- _The exercise_
Only the lines from the one with "Would you mind pointing out the house" onward are wanted, through the last line of the entries, set down exactly.

- _Data entries_
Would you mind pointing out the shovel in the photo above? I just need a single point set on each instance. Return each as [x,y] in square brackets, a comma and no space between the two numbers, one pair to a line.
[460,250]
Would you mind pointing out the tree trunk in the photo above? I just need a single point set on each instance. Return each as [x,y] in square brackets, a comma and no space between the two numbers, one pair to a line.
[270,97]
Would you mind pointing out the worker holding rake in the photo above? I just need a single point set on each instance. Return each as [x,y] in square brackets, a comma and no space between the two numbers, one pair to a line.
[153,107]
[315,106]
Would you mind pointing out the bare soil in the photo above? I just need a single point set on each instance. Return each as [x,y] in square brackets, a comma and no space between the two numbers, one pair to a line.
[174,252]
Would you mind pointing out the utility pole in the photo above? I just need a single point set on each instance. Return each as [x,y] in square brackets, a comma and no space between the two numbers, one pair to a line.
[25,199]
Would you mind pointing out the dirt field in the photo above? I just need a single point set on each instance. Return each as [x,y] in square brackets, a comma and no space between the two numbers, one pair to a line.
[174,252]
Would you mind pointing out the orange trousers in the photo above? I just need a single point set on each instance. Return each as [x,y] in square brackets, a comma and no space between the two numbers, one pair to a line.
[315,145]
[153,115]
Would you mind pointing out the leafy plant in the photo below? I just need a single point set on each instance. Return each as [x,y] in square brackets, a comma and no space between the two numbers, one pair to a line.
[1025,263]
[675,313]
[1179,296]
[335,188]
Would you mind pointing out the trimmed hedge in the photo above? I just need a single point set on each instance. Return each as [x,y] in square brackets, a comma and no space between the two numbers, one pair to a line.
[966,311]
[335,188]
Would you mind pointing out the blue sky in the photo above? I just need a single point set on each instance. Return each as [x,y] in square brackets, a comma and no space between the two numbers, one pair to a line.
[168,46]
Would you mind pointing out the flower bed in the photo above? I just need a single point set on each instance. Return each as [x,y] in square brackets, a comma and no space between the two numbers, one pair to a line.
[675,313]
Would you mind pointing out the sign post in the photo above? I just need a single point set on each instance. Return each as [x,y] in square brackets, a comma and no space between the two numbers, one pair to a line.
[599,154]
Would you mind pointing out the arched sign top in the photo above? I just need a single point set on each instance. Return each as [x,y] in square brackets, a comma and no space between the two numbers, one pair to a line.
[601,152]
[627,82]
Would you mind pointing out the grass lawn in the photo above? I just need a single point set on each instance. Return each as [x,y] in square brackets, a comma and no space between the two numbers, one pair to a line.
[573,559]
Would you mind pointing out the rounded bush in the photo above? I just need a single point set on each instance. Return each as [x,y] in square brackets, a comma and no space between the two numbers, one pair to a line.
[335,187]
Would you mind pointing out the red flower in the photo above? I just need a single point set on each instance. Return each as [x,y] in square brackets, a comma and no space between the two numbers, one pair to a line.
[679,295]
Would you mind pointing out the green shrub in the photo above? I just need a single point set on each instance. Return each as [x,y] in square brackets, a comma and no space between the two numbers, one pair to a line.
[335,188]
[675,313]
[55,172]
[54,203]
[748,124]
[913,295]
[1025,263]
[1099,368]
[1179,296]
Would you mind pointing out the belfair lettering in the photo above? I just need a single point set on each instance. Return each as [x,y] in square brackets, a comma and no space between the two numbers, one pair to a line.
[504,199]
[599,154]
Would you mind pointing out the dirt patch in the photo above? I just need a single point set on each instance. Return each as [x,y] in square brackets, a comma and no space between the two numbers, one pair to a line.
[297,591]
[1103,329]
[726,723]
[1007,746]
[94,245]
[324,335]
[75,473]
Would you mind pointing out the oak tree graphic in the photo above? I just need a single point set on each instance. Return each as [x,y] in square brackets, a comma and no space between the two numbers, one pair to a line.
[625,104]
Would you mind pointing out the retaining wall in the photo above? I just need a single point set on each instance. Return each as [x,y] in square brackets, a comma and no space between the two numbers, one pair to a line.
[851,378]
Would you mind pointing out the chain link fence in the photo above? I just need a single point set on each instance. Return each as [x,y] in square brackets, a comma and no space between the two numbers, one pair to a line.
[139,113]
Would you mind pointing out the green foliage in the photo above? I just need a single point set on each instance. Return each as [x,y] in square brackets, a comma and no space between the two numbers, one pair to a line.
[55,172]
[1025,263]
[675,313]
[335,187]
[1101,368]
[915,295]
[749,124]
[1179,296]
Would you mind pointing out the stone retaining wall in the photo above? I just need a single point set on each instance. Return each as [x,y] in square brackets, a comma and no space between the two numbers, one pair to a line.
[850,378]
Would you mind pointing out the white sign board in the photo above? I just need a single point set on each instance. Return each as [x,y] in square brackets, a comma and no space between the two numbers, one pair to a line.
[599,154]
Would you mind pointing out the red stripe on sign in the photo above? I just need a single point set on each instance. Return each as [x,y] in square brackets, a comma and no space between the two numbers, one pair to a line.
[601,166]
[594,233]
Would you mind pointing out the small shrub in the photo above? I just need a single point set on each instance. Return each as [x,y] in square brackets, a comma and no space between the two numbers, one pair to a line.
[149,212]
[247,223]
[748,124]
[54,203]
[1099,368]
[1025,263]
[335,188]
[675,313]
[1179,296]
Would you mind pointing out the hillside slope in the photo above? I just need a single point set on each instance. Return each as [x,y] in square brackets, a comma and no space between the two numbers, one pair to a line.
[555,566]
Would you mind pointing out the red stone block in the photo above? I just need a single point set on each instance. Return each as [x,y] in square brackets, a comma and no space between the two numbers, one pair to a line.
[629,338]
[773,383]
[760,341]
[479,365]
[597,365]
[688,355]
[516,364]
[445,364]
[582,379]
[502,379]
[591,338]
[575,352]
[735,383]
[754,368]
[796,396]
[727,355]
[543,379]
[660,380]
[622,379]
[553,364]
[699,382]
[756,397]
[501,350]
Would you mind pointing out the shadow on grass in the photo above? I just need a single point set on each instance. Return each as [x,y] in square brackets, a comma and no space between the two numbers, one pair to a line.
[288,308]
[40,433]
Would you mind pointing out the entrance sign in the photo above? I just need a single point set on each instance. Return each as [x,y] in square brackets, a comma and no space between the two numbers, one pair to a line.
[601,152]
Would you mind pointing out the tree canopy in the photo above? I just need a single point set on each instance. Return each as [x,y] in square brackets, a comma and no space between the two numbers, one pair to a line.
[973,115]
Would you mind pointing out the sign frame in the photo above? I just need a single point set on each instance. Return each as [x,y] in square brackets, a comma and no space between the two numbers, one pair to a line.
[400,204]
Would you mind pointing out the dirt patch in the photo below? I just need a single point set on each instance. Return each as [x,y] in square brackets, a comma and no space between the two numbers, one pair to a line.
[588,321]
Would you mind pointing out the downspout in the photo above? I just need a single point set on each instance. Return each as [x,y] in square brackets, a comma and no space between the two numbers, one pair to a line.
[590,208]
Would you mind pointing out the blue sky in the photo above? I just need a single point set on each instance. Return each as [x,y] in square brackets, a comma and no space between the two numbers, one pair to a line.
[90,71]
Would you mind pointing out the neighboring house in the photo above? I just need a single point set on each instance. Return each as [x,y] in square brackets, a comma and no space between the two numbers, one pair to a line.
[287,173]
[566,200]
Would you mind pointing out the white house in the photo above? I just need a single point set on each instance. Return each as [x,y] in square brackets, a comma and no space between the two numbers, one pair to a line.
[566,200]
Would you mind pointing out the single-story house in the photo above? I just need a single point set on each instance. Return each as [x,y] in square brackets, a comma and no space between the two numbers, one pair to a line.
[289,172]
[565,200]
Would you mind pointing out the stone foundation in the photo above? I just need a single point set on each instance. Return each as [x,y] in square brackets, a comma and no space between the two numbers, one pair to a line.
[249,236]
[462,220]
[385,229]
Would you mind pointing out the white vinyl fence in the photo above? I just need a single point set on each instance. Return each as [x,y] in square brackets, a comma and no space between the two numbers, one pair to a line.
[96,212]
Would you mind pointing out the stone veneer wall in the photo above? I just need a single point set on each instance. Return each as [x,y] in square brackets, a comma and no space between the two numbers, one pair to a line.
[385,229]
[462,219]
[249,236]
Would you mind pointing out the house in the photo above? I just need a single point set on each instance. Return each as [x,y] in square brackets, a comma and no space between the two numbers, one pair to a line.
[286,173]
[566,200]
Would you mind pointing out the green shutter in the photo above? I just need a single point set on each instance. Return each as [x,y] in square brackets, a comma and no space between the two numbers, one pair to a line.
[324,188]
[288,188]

- _Completed exercise_
Would you mind pointing out the house in the photo above? I just need a single point set on each instance. Return each as [x,y] in square brackets, a comma and no space between the two numbers, one pair to a line.
[286,173]
[566,200]
Would you mind pointing out the green shutter in the photo above? I just need a single point set on each instance. Return each as [x,y] in square brackets, a comma and no space between the two numbers, one pair to a line.
[324,188]
[288,188]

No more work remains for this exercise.